_Your instructions_. Report every line of the records that contains the word "person", copying each one in full.

_Task material_.
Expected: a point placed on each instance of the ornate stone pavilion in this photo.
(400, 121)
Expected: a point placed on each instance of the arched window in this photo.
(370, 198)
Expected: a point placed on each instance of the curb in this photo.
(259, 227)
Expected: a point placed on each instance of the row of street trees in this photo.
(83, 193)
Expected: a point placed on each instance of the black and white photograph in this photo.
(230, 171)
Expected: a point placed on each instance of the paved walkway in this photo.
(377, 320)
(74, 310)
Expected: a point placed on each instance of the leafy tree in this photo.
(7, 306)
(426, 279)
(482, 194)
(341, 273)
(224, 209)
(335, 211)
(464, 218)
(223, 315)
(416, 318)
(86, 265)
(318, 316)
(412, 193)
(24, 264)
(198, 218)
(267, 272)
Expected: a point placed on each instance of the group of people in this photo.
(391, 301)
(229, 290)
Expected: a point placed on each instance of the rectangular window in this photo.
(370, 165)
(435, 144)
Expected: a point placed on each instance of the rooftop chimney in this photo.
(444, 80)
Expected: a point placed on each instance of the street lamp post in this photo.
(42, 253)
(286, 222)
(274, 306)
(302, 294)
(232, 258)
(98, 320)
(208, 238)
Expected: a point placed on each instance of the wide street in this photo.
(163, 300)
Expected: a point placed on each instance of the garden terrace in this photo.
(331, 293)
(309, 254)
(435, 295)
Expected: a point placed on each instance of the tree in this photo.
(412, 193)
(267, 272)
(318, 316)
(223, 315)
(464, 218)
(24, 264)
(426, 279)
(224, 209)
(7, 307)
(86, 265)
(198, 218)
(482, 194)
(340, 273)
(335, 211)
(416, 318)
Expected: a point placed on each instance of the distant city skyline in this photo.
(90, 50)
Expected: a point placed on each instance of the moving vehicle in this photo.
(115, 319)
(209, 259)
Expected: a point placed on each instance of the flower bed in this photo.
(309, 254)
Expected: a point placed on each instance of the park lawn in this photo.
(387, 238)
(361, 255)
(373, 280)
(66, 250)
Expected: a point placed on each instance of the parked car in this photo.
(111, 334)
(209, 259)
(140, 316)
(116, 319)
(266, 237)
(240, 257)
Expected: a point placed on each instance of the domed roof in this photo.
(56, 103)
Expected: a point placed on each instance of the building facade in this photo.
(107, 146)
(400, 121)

==

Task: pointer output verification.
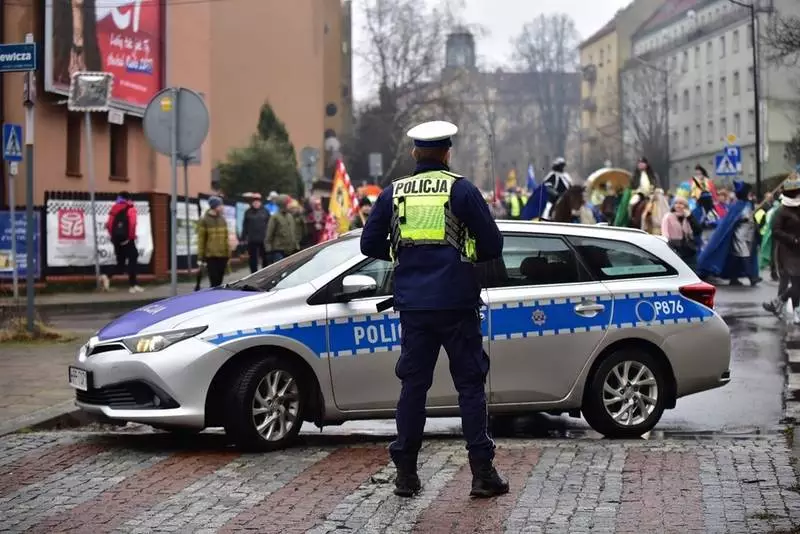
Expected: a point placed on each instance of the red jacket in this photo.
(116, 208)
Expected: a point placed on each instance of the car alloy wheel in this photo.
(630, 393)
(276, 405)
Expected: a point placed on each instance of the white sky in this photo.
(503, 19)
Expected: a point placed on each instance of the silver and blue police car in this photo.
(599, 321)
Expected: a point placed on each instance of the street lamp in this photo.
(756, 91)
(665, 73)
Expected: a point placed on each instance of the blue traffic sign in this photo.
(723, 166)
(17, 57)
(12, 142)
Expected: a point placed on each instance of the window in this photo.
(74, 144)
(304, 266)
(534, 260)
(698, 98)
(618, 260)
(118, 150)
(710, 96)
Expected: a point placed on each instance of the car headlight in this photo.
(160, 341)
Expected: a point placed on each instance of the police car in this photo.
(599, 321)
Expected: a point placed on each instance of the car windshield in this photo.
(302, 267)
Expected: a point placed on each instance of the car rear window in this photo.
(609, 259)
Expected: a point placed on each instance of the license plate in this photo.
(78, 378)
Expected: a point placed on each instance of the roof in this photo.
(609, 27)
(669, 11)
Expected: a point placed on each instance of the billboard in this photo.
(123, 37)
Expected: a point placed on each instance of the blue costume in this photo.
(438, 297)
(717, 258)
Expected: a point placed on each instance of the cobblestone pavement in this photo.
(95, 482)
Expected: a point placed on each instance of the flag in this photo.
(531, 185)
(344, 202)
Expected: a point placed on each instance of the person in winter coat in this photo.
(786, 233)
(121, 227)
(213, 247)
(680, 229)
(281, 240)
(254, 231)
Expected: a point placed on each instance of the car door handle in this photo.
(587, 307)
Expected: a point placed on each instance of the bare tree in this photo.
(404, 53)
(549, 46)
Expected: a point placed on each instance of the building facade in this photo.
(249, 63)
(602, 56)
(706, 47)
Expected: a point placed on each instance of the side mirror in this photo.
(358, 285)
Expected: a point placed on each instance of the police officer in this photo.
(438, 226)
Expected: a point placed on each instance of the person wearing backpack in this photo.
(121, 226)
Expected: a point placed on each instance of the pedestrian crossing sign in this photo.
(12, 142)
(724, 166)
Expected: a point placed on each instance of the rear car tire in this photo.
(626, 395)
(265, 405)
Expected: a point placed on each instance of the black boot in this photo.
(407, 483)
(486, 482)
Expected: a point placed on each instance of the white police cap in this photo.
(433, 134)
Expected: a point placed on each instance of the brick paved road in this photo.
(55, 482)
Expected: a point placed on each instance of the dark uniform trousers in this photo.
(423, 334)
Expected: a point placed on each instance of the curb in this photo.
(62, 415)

_Completed task_.
Expected: a point placed on each instance of the person in winter coat in this photo.
Expected: a point placed on each instance of the person wearing backpack in this photo.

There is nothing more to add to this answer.